→ **What is required**: From the forum thread about the Bell 429 below, reproduce word for word the part that opens with the words containing "## Flight-LP (Jul" and closes with "(Aug 24, 2011)".

→ **Extract to read**:
+++++

# Helicopter EMS Bell 429



## ArcticKat (Jul 9, 2011)

Is anyone out there working in the Bell 429?  I'm considering adding it to the fleet.  It seems from the propaganda to be a very good light twin platform running at about half the cost of the typical medium twin.

I'd like to hear your experiences with the 429 only, please don't tell me how great your AW139, or BK117, or S76, or Bell 212 are unless you are comparing them to the 429 and you have experience in both.

Thanks.


----------



## usafmedic45 (Jul 9, 2011)

You guys fly dual pilot right?


----------



## ArcticKat (Jul 9, 2011)

Yup, dual IFR if required...VFR when we can.


----------



## Flight-LP (Jul 19, 2011)

Get a Bell 47 instead.......... 

Seriously though, I have a few passenger hours in a 429. It is a reliable, sturdy twin that is operationally economical when you compare it to a run down used BK, EC, or 212/412. What's the 411 on your operation? Terrain? Any specialty operations (SAR, hoist)? If you can swing the financing or initial capital costs, then I'd say go for it.

Personally, I believe the AW-139 is the cat's meow when it comes to performing twins. But I also believe it to be overkill for 99% of the organizations out there.


----------



## SMButton91 (Aug 24, 2011)

+++++

→ **Data excerpts**:

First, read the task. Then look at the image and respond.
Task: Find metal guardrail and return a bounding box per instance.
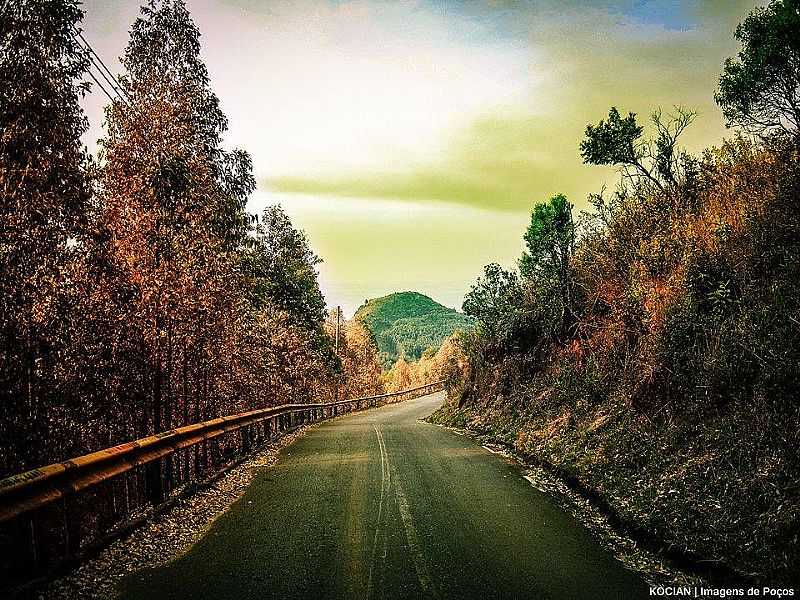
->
[0,381,443,523]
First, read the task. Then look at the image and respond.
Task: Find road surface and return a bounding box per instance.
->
[121,394,647,600]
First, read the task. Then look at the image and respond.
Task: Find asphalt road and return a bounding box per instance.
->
[121,394,647,600]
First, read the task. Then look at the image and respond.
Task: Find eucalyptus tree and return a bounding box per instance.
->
[0,0,90,476]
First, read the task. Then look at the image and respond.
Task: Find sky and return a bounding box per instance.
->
[78,0,756,314]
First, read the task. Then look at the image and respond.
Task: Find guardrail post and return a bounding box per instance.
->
[145,458,164,506]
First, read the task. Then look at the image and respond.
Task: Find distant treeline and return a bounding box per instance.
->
[441,0,800,581]
[0,0,382,484]
[354,292,472,370]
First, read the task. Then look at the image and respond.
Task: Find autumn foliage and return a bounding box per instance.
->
[0,0,382,488]
[439,0,800,583]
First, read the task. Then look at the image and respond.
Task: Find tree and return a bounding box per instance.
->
[0,0,90,470]
[519,194,575,332]
[244,205,325,329]
[580,106,696,192]
[714,0,800,139]
[462,263,522,336]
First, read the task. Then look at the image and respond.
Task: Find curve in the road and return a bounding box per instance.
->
[121,394,647,600]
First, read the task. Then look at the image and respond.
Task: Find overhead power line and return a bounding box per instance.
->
[72,27,130,104]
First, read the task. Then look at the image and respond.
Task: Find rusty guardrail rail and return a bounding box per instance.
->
[0,381,443,523]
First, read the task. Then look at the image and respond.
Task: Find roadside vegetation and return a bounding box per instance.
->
[435,0,800,582]
[0,0,381,478]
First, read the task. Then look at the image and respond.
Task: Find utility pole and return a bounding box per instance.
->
[333,306,342,402]
[334,306,342,356]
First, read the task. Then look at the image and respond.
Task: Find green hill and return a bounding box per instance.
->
[355,292,472,368]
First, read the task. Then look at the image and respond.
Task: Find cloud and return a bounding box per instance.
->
[264,2,751,211]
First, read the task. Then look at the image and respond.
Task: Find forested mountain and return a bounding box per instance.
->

+++++

→ **Your response**:
## Flight-LP (Jul 19, 2011)

Get a Bell 47 instead.......... 

Seriously though, I have a few passenger hours in a 429. It is a reliable, sturdy twin that is operationally economical when you compare it to a run down used BK, EC, or 212/412. What's the 411 on your operation? Terrain? Any specialty operations (SAR, hoist)? If you can swing the financing or initial capital costs, then I'd say go for it.

Personally, I believe the AW-139 is the cat's meow when it comes to performing twins. But I also believe it to be overkill for 99% of the organizations out there.


----------



## SMButton91 (Aug 24, 2011)